Given records:
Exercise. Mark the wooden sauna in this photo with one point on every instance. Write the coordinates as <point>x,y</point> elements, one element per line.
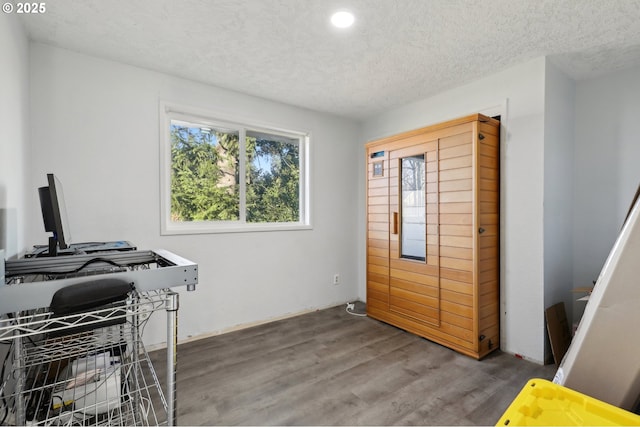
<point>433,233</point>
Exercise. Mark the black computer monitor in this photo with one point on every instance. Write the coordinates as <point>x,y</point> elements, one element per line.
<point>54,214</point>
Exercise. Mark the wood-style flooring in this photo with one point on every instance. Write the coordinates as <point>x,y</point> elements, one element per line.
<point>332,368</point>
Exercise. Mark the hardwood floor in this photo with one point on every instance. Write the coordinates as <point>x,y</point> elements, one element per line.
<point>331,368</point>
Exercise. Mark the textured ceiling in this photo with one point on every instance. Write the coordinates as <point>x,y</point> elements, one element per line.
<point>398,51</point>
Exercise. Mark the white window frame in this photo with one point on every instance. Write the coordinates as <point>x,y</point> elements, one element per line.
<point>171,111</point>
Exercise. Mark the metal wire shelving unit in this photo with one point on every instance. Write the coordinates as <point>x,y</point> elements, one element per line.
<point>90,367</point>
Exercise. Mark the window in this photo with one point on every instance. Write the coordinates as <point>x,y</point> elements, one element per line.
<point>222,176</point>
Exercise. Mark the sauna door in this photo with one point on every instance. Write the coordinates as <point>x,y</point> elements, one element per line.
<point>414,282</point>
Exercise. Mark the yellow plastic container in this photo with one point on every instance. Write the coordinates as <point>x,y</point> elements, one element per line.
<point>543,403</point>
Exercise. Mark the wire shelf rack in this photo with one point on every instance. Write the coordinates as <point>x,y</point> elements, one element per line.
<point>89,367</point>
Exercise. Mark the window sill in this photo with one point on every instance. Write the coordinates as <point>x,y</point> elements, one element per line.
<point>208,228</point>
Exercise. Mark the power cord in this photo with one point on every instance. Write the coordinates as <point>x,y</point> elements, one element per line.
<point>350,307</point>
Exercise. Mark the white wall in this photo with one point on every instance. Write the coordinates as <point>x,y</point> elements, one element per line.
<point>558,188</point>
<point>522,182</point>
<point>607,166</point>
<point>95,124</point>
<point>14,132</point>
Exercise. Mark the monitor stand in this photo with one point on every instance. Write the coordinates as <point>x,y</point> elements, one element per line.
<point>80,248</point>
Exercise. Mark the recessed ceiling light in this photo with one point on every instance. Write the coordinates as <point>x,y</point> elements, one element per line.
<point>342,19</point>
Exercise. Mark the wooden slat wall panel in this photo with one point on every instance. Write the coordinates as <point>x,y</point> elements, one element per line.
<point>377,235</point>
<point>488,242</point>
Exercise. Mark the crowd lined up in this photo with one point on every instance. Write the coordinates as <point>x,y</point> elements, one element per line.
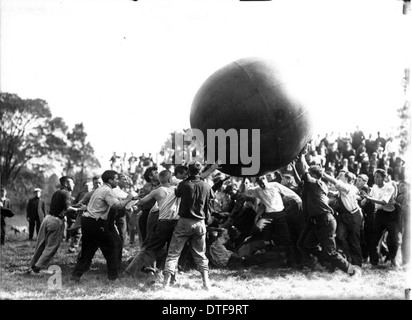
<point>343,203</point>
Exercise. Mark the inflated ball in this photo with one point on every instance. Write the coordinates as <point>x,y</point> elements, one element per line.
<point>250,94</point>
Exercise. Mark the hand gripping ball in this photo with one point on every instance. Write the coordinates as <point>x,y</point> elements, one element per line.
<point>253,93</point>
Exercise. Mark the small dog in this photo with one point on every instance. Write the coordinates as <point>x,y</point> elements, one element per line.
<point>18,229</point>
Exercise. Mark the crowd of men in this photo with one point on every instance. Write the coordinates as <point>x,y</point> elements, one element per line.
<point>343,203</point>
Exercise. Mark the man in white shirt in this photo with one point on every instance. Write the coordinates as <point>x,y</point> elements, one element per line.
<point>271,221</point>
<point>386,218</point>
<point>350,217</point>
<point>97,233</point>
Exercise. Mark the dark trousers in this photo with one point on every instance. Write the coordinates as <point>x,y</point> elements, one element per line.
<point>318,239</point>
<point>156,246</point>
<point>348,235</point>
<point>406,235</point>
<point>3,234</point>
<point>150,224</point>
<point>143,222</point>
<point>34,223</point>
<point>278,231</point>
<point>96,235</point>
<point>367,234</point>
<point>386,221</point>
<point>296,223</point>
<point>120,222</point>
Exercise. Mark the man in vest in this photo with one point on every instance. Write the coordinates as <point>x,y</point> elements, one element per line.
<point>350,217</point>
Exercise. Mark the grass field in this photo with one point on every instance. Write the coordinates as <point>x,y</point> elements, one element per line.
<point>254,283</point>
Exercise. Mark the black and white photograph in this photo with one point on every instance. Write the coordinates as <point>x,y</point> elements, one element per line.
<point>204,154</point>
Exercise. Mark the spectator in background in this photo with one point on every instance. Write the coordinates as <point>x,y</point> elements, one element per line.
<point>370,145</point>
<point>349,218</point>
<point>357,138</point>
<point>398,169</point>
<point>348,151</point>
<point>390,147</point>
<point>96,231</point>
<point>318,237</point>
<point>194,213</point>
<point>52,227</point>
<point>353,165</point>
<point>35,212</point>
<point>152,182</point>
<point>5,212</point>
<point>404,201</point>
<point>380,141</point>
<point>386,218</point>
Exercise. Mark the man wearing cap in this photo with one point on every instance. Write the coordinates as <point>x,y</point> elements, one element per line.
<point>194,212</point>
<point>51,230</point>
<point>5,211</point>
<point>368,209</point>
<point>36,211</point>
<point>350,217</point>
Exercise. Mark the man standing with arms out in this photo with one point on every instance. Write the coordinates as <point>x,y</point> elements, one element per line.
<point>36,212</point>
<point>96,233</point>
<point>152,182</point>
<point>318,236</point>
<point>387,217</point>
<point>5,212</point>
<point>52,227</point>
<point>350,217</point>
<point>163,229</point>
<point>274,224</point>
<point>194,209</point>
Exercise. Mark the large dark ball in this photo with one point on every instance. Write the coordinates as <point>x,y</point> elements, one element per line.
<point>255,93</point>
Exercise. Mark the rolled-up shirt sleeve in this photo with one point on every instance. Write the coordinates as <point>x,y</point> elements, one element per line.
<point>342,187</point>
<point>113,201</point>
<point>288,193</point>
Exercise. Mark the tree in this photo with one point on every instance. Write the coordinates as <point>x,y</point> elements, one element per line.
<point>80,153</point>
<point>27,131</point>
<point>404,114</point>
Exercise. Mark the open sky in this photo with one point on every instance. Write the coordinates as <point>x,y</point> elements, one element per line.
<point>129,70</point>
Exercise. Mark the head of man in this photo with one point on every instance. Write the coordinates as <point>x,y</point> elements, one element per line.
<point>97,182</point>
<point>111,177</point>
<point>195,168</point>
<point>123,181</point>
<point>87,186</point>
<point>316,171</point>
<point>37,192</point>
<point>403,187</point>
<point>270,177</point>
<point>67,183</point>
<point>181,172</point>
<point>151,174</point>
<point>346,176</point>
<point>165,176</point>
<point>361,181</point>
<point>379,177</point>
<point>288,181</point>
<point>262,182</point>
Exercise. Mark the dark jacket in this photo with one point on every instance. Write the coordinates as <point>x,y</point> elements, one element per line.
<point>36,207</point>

Short exercise:
Please reproduce all of the material above word for word, leaving out the pictures.

Finished exercise:
Exercise. Mark the wooden sauna in this photo with one point on every instance. Write the coordinates as <point>x,y</point> elements, one element per line.
<point>433,233</point>
Exercise. Mark the black computer monitor in this photo with one point on every instance. Write the coordinates as <point>x,y</point> elements, one element per line.
<point>54,214</point>
Exercise. Mark the wood-style flooring in this photo with one point on every instance. Write the coordinates as <point>x,y</point> elements, one element per line.
<point>332,368</point>
Exercise. Mark the hardwood floor in this photo with one point on every instance. Write the coordinates as <point>x,y</point> elements, one element per line.
<point>331,368</point>
Exercise. Mark the textured ceiling in this photo with one point on every instance. Write the coordinates as <point>x,y</point> elements, one element per line.
<point>398,51</point>
Exercise. Mark the white window frame in this photo with one point on every instance. Write the coordinates as <point>x,y</point> elements, one element per line.
<point>171,111</point>
Exercise. Mark the metal wire shelving unit in this photo with one point on every instance. Write the coordinates as <point>x,y</point> elements, one element per line.
<point>90,367</point>
Exercise. Mark the window in this photo with one point on every instance. Write the coordinates as <point>x,y</point> elements, one element per line.
<point>222,176</point>
Exercise. Mark the sauna door in this photo with one point on every instance. Write the coordinates as <point>x,y</point> elements, one element per line.
<point>414,282</point>
Exercise. Mark the yellow plastic container in this photo with one point on every instance. Write the coordinates as <point>x,y</point> elements, one element per line.
<point>543,403</point>
Exercise. Mark the wire shelf rack in this photo with one point on every instance. Write the coordinates as <point>x,y</point> elements, one element per line.
<point>89,367</point>
Exercise. Mark the window sill in this photo with one point on every instance. Write the coordinates as <point>x,y</point> elements, one element per line.
<point>208,228</point>
Exercise. Mark the power cord in this photo with one point on every instance. Write the coordinates as <point>x,y</point> elements, one element per line.
<point>350,307</point>
Exercise. Mark the white wall in this photo with one point on every instance. Write the coordinates as <point>x,y</point> elements, one element per line.
<point>558,188</point>
<point>522,182</point>
<point>607,166</point>
<point>95,124</point>
<point>14,132</point>
Exercise. Mark the monitor stand in this photo with one point on every instance. Write the coordinates as <point>x,y</point> elements, one element per line.
<point>80,248</point>
Exercise. Mark the recessed ceiling light in this photo with one point on every instance. Write the coordinates as <point>x,y</point> elements, one element per line.
<point>342,19</point>
Exercise. Mark the wooden slat wall panel in this photo with one point on every instance. Write the coordinates as <point>x,y</point> elements, one element per line.
<point>377,235</point>
<point>488,242</point>
Exercise. Mark the crowd lined up in this photo with one point on every instance. Write the coordinates as <point>x,y</point> elements, one element per line.
<point>343,203</point>
Exercise. Mark the inflated ball in this photo with one point on every instance. Write the coordinates as <point>x,y</point> elements, one element per line.
<point>250,94</point>
Exercise. Mark the hand gripping ball in this photo with one point on every instance. Write the coordinates as <point>x,y</point> elements, one element per line.
<point>253,93</point>
Exercise. Mark the small dog in this photo with one point on every instance. Write the coordinates as <point>x,y</point> elements, one element per line.
<point>18,229</point>
Exercise. Mark the crowd of men in this photo with one point on every instance. Write the coordinates as <point>x,y</point> elements, one element per line.
<point>343,203</point>
Exercise. Mark the man in white shirt in this photo with one point on every instance. Write the coordinates as <point>x,y</point> elements, one element per line.
<point>271,221</point>
<point>386,218</point>
<point>350,217</point>
<point>97,233</point>
Exercise. Mark the dark trousers in this photo with one point on every instance. Write the coordinates as <point>x,y</point> elements, one element per line.
<point>318,239</point>
<point>156,246</point>
<point>348,235</point>
<point>406,235</point>
<point>3,234</point>
<point>150,224</point>
<point>143,222</point>
<point>34,223</point>
<point>278,231</point>
<point>96,235</point>
<point>367,234</point>
<point>386,221</point>
<point>296,223</point>
<point>120,222</point>
Exercise. Mark the man in vest in this photo with one point on every instance. Write the coordinates as <point>x,y</point> elements, one element per line.
<point>350,217</point>
Exercise. Mark the grass field in this photo with one point on every instance. Write the coordinates as <point>x,y</point> elements, one element per line.
<point>254,283</point>
Exercise. Mark the black and white photograph in this photo with one point on every instance. Write the coordinates as <point>x,y</point> elements, one element per line.
<point>204,154</point>
Exercise. Mark the spectator in background in this photo with one point on every instance. Write the coordinates as <point>x,y</point> elements, one element per line.
<point>370,145</point>
<point>349,218</point>
<point>357,138</point>
<point>398,169</point>
<point>348,151</point>
<point>390,147</point>
<point>96,231</point>
<point>318,237</point>
<point>194,213</point>
<point>52,227</point>
<point>353,165</point>
<point>35,212</point>
<point>152,182</point>
<point>5,212</point>
<point>404,201</point>
<point>380,141</point>
<point>386,218</point>
Exercise. Mark the man wearing cap in this photo with one point on every instance. Write the coordinates as <point>x,y</point> elements, one element per line.
<point>194,212</point>
<point>51,230</point>
<point>5,211</point>
<point>368,209</point>
<point>36,211</point>
<point>350,217</point>
Exercise. Mark the man standing with arms out in this photo with one point on every instance. Write the coordinates as <point>x,y</point> elements, one element per line.
<point>36,212</point>
<point>96,233</point>
<point>152,182</point>
<point>318,236</point>
<point>387,217</point>
<point>5,212</point>
<point>52,227</point>
<point>350,217</point>
<point>163,229</point>
<point>274,224</point>
<point>194,209</point>
Exercise. Mark the large dark ball in this photo with one point on every instance. Write the coordinates as <point>x,y</point> elements, one element per line.
<point>255,93</point>
Exercise. Mark the rolled-up shirt sleeve in this photo with one point on every instance. Write the coordinates as <point>x,y</point> elements, one element per line.
<point>342,187</point>
<point>113,201</point>
<point>288,193</point>
Exercise. Mark the tree in this photo with one point on every instance. Write the coordinates as <point>x,y</point> elements, one element per line.
<point>80,153</point>
<point>27,131</point>
<point>404,114</point>
Exercise. Mark the open sky in this photo with one point on every instance. Write the coordinates as <point>x,y</point> elements, one element per line.
<point>129,70</point>
Exercise. Mark the head of man in this photo with one point on every instance. Write the coordinates as <point>x,y</point> elements, one element per line.
<point>97,182</point>
<point>111,177</point>
<point>195,168</point>
<point>123,181</point>
<point>87,186</point>
<point>316,171</point>
<point>37,192</point>
<point>403,187</point>
<point>270,177</point>
<point>67,183</point>
<point>181,172</point>
<point>151,174</point>
<point>346,176</point>
<point>165,176</point>
<point>361,181</point>
<point>379,177</point>
<point>288,181</point>
<point>262,182</point>
Exercise. Mark the dark jacket in this photo with one point on every instance. Write the coordinates as <point>x,y</point> elements, one element per line.
<point>36,207</point>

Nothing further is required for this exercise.